__REQUIRED WORK__:
Copy word for word, please, the lines of the entries below running from the one containing "Segment the target" to the one containing "negative clicks: (68, 56) (87, 6)", both ends included.

::: LISTED RECORDS

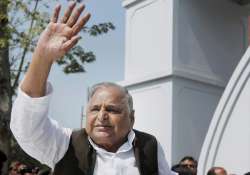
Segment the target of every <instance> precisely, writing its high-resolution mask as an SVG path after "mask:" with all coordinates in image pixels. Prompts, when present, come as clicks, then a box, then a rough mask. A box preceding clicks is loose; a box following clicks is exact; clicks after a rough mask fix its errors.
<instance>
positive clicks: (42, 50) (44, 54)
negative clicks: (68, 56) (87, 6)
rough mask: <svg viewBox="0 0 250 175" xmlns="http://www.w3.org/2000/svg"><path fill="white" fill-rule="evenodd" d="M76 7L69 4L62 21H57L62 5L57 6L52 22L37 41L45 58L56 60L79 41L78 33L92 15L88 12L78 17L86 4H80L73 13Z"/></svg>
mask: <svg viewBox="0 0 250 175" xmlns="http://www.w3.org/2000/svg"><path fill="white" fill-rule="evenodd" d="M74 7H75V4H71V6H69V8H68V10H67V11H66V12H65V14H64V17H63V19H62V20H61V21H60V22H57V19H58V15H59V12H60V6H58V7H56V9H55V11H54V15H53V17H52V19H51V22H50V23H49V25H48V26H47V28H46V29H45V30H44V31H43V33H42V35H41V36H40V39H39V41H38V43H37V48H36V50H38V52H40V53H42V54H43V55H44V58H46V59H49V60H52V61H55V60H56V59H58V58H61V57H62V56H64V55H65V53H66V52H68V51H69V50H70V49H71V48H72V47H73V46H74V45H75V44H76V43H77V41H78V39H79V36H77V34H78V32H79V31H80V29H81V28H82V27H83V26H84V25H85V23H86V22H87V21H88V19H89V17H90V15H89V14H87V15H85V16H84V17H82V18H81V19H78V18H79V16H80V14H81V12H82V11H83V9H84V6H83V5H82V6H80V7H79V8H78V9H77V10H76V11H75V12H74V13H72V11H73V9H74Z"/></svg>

::::::
::: LISTED RECORDS

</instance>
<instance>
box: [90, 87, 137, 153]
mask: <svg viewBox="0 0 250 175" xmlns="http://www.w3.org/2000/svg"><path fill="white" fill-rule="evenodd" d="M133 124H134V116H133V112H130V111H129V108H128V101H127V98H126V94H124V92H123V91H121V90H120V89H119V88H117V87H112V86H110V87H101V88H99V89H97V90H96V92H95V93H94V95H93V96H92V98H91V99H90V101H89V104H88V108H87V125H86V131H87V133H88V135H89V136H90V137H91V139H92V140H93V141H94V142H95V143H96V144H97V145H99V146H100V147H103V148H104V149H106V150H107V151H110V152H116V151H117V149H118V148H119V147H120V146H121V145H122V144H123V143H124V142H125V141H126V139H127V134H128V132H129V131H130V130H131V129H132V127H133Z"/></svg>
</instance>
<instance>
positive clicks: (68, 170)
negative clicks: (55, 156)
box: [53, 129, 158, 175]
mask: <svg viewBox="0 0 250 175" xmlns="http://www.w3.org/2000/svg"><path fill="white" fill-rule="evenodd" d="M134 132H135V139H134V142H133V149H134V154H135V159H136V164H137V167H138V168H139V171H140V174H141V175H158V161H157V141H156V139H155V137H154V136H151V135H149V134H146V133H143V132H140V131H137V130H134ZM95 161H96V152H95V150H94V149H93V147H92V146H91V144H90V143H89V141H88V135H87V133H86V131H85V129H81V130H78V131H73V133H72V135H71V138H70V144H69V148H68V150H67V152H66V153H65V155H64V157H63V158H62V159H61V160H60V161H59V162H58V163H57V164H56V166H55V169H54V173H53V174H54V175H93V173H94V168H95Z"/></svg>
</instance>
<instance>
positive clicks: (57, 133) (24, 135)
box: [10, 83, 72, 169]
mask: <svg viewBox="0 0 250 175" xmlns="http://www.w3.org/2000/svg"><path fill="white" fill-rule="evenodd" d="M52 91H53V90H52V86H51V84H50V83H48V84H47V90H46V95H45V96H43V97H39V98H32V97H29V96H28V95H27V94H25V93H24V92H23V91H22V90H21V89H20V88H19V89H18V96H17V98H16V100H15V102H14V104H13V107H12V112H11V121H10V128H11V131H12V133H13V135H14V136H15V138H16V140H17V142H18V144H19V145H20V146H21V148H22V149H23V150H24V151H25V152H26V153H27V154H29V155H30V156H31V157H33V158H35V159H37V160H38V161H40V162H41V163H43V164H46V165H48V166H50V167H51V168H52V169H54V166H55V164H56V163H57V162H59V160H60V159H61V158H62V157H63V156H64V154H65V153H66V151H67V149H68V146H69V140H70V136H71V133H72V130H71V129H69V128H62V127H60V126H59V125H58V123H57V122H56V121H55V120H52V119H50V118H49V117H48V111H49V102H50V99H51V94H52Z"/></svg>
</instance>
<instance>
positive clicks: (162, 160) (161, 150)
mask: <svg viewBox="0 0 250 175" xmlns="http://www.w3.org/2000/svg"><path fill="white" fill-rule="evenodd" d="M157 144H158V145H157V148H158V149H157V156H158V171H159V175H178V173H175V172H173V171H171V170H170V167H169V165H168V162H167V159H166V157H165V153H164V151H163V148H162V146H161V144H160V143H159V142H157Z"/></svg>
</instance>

::::::

__ANSWER BELOW__:
Segment the target of every <instance> precisely, writing its high-resolution mask as an SVG path after "mask:" with all coordinates in image pixels. Prompts, when present, come as clicks, then a box, then a rough mask. A box preceding clicks is loose; a box following clicks is exact; clicks after a rough mask fix its errors.
<instance>
positive clicks: (42, 50) (44, 54)
negative clicks: (68, 56) (87, 6)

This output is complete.